━━ DATASET RECORDS ━━

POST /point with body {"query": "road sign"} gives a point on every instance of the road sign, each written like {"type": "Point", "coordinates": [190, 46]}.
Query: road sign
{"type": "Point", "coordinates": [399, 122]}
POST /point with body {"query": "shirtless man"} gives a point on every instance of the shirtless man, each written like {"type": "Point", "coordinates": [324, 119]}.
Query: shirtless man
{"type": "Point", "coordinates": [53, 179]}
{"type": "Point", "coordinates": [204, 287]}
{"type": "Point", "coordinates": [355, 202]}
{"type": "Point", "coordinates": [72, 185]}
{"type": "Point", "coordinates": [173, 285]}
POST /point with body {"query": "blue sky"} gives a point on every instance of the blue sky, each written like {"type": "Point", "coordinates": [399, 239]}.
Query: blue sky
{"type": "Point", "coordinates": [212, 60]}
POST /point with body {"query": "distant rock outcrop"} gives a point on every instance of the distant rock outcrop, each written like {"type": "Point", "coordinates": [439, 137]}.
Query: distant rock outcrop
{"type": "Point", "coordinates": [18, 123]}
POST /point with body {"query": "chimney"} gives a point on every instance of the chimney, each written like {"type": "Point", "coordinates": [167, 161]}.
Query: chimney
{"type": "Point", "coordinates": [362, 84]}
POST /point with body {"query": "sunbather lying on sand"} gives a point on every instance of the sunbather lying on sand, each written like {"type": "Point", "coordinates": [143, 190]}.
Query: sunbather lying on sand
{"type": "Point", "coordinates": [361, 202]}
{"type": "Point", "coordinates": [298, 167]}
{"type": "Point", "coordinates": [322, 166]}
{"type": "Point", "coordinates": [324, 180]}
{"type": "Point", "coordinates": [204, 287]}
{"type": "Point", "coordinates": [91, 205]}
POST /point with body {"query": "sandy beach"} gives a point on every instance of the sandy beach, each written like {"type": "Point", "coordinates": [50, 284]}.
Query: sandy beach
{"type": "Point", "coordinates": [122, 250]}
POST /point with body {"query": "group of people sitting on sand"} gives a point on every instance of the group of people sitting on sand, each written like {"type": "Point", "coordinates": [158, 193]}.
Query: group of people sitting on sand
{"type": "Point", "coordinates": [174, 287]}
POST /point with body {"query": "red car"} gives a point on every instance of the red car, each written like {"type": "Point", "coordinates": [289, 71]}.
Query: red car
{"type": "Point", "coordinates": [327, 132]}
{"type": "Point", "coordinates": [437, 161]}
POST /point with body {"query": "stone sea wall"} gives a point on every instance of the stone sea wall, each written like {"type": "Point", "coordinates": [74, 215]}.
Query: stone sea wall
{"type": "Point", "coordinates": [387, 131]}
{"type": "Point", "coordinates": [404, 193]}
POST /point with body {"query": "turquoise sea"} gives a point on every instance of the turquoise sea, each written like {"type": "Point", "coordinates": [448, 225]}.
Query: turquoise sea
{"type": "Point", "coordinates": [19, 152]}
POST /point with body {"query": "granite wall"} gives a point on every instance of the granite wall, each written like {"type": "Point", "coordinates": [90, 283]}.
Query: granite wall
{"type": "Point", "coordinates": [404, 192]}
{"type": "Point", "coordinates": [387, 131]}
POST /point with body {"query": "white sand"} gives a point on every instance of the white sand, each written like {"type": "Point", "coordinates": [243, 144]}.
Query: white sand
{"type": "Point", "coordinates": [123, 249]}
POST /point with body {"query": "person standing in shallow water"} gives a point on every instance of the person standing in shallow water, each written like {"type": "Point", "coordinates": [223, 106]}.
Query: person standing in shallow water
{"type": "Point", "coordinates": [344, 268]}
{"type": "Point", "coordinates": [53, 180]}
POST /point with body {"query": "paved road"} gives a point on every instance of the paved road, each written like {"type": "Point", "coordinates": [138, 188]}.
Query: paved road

━━━

_WHAT IS REQUIRED_
Print exactly the lines from the one with "Query: granite wall" through the end of the data, inclusive.

_COMPLETED EXERCISE_
Query: granite wall
{"type": "Point", "coordinates": [404, 192]}
{"type": "Point", "coordinates": [387, 131]}
POST /point with body {"query": "white sand"} gives a point on every instance of the white sand, each written like {"type": "Point", "coordinates": [243, 144]}.
Query: white sand
{"type": "Point", "coordinates": [123, 249]}
POST /point with body {"query": "person standing in shallow water"} gives a point on every instance of the person standing in shallow water, each written like {"type": "Point", "coordinates": [223, 106]}.
Query: person standing in shallow water
{"type": "Point", "coordinates": [344, 268]}
{"type": "Point", "coordinates": [53, 180]}
POST /point with body {"query": "paved road"} gives a point on every instance of the paved road, each written like {"type": "Point", "coordinates": [138, 188]}.
Query: paved road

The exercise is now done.